INPUT FOR THIS TASK: Begin

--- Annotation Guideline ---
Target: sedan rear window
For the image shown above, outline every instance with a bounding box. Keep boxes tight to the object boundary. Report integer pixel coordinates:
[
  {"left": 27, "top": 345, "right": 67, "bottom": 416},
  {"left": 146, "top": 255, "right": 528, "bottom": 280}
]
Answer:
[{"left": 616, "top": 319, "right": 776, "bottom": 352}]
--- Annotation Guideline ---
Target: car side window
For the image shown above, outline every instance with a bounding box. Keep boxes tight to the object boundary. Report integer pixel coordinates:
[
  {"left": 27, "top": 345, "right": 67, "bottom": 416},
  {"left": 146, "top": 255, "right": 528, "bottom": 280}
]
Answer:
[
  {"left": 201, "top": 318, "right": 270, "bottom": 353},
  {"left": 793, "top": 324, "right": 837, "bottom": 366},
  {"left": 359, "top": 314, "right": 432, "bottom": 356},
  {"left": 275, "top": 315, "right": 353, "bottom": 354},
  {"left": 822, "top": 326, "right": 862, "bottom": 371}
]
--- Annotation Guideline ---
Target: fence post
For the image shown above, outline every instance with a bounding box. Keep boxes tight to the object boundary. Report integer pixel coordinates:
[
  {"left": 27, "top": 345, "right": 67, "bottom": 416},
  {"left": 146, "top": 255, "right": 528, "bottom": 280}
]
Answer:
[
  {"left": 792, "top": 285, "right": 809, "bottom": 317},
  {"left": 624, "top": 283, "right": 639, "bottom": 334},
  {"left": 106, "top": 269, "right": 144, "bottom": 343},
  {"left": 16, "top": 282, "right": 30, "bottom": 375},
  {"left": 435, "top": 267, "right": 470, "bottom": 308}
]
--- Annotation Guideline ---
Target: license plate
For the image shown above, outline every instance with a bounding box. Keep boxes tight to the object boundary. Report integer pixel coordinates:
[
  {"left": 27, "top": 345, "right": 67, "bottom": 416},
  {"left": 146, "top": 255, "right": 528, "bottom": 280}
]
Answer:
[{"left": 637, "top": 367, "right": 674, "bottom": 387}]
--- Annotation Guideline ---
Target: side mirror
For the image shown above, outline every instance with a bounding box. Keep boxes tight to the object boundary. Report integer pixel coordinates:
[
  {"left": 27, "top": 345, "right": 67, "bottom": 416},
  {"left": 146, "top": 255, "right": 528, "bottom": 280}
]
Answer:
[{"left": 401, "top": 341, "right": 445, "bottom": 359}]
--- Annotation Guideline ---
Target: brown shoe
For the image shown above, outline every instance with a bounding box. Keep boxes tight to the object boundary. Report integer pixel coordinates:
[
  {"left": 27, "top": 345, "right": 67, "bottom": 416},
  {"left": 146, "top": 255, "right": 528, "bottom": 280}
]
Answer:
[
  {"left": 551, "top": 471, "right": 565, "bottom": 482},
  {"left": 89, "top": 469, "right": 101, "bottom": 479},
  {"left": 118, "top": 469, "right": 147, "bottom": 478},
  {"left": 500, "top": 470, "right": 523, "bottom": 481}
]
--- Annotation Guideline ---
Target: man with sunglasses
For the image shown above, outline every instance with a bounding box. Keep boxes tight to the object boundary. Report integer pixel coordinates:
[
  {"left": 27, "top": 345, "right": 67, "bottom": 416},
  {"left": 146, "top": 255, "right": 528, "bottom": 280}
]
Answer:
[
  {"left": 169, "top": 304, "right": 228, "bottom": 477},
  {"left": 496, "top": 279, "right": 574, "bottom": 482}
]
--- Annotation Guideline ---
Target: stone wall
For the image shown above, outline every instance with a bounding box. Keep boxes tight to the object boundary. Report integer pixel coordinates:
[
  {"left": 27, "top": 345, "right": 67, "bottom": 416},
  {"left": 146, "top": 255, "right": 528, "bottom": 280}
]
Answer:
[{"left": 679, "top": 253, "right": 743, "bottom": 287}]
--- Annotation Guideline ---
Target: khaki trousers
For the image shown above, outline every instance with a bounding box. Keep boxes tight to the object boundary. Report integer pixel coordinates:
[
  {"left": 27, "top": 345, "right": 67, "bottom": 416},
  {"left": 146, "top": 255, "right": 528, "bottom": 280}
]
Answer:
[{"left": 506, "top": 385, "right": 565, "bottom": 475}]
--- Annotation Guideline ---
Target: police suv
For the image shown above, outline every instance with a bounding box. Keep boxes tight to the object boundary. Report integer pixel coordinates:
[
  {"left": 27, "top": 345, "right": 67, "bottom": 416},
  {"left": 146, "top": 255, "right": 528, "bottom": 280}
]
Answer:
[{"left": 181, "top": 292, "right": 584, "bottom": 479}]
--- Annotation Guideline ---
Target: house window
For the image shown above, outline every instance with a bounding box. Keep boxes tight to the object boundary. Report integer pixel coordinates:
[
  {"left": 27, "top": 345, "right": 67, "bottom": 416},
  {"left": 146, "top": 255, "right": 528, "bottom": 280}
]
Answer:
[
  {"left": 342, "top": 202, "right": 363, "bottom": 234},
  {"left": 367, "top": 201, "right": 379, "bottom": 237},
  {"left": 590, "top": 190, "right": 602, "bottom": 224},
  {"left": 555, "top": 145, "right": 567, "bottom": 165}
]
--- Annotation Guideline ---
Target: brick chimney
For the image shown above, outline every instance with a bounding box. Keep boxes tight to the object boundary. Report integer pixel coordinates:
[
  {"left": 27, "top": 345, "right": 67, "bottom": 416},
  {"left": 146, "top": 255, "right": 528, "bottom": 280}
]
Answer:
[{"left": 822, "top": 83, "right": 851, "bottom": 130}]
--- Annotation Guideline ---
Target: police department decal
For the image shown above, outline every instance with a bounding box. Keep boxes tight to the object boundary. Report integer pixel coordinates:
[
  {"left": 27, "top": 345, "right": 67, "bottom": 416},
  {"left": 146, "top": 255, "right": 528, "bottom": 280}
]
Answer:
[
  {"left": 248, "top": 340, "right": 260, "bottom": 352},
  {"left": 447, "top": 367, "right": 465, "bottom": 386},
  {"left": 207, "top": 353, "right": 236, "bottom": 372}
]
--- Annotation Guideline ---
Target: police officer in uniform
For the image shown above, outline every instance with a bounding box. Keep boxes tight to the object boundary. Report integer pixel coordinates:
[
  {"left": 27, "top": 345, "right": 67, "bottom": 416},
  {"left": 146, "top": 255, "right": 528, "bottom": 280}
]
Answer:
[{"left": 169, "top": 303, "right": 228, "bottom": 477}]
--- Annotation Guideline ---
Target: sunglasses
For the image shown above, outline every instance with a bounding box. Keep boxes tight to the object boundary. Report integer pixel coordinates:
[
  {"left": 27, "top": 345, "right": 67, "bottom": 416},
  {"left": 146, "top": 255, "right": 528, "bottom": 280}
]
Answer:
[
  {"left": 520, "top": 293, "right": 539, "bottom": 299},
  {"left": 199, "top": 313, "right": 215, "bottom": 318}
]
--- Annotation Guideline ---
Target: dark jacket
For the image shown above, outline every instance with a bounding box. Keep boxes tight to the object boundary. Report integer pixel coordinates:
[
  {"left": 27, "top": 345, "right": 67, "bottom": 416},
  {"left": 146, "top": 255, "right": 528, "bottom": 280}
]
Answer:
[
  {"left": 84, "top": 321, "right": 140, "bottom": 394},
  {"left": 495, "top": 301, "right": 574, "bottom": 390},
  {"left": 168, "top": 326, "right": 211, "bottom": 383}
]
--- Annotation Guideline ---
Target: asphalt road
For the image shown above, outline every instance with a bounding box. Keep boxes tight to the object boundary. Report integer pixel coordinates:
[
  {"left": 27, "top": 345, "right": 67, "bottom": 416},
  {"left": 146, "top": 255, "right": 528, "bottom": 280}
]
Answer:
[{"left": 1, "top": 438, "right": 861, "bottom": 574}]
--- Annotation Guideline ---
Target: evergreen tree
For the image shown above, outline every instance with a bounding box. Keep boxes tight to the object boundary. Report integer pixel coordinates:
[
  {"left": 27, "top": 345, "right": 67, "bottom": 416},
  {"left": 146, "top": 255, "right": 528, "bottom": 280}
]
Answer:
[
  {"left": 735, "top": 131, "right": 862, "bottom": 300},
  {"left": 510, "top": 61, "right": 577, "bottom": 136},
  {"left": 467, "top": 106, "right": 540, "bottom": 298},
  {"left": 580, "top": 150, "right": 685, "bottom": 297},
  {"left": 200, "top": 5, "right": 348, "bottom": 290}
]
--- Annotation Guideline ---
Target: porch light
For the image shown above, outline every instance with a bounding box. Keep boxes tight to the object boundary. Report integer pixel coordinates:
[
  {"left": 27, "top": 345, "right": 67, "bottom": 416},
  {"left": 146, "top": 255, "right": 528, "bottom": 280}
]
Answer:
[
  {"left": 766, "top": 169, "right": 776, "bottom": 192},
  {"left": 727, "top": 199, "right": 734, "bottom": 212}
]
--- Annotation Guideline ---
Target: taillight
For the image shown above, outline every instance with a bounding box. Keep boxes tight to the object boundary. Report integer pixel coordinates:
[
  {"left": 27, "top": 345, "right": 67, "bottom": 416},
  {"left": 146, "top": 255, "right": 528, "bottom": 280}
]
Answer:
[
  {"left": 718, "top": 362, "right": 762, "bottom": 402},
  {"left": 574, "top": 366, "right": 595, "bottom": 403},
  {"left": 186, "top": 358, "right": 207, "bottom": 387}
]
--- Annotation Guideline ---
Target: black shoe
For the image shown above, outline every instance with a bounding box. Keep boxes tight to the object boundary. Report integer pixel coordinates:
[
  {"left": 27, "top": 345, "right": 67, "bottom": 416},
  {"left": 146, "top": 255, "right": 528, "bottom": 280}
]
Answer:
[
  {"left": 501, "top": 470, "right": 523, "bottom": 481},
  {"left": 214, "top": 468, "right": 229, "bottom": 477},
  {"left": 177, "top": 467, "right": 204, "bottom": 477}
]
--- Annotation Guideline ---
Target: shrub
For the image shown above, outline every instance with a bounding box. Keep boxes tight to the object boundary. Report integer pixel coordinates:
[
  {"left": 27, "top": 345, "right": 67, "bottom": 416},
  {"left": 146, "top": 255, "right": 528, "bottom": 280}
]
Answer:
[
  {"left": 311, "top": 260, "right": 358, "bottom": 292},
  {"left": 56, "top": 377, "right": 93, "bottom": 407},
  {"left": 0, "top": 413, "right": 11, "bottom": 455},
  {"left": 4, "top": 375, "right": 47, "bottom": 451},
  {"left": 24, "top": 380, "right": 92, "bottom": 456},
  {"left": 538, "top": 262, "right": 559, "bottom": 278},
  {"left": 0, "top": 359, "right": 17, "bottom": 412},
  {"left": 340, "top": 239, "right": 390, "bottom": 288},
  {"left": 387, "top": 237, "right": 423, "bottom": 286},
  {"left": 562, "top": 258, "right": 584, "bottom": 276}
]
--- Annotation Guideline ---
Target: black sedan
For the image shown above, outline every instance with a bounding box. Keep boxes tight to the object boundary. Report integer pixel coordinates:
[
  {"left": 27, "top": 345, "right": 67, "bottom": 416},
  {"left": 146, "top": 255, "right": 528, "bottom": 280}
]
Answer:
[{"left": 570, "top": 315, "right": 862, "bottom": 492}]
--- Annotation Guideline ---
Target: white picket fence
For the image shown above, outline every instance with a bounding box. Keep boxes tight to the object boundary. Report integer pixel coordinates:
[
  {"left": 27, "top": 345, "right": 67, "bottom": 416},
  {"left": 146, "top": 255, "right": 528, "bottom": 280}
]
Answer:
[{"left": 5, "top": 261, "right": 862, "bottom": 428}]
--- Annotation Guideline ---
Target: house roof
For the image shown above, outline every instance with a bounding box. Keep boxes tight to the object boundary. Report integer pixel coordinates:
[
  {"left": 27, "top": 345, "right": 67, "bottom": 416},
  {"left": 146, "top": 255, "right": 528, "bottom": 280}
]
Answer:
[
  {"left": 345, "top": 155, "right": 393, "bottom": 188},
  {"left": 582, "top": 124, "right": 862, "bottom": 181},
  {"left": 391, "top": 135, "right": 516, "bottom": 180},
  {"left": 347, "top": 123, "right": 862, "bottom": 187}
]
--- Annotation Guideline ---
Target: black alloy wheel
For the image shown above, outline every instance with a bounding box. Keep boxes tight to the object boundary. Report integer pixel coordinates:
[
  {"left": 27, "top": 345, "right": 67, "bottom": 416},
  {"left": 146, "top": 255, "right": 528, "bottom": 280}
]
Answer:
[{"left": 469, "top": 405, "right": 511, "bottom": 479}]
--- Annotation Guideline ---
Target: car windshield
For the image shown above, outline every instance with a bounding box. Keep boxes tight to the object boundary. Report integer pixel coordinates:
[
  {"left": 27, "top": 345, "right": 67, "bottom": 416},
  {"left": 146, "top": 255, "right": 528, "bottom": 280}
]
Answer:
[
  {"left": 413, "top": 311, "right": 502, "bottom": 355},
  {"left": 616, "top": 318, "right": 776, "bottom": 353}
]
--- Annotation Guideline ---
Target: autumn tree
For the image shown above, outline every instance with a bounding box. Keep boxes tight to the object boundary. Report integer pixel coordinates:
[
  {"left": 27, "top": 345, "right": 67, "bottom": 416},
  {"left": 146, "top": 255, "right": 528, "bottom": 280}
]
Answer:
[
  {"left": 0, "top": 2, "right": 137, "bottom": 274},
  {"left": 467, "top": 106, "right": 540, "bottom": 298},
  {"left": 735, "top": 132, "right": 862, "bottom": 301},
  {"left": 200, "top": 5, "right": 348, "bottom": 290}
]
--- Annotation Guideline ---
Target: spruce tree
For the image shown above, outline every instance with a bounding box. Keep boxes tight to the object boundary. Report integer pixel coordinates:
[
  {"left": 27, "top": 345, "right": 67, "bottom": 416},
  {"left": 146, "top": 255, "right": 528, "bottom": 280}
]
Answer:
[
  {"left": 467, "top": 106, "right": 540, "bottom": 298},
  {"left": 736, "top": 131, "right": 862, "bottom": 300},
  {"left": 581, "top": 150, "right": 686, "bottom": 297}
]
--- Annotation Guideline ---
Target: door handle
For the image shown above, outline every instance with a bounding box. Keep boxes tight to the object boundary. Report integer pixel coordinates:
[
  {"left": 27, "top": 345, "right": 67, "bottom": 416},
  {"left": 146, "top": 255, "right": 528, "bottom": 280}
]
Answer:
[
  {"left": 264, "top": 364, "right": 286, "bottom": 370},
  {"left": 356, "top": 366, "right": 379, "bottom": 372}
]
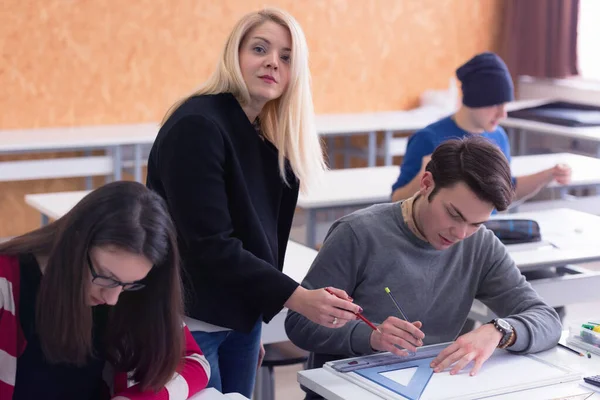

INPUT FOR THIS TASK: End

* _BRIEF_: The answer should consist of every line from the listing above that includes the word "house".

* _YOUR RESPONSE_:
Target: house window
Target: house roof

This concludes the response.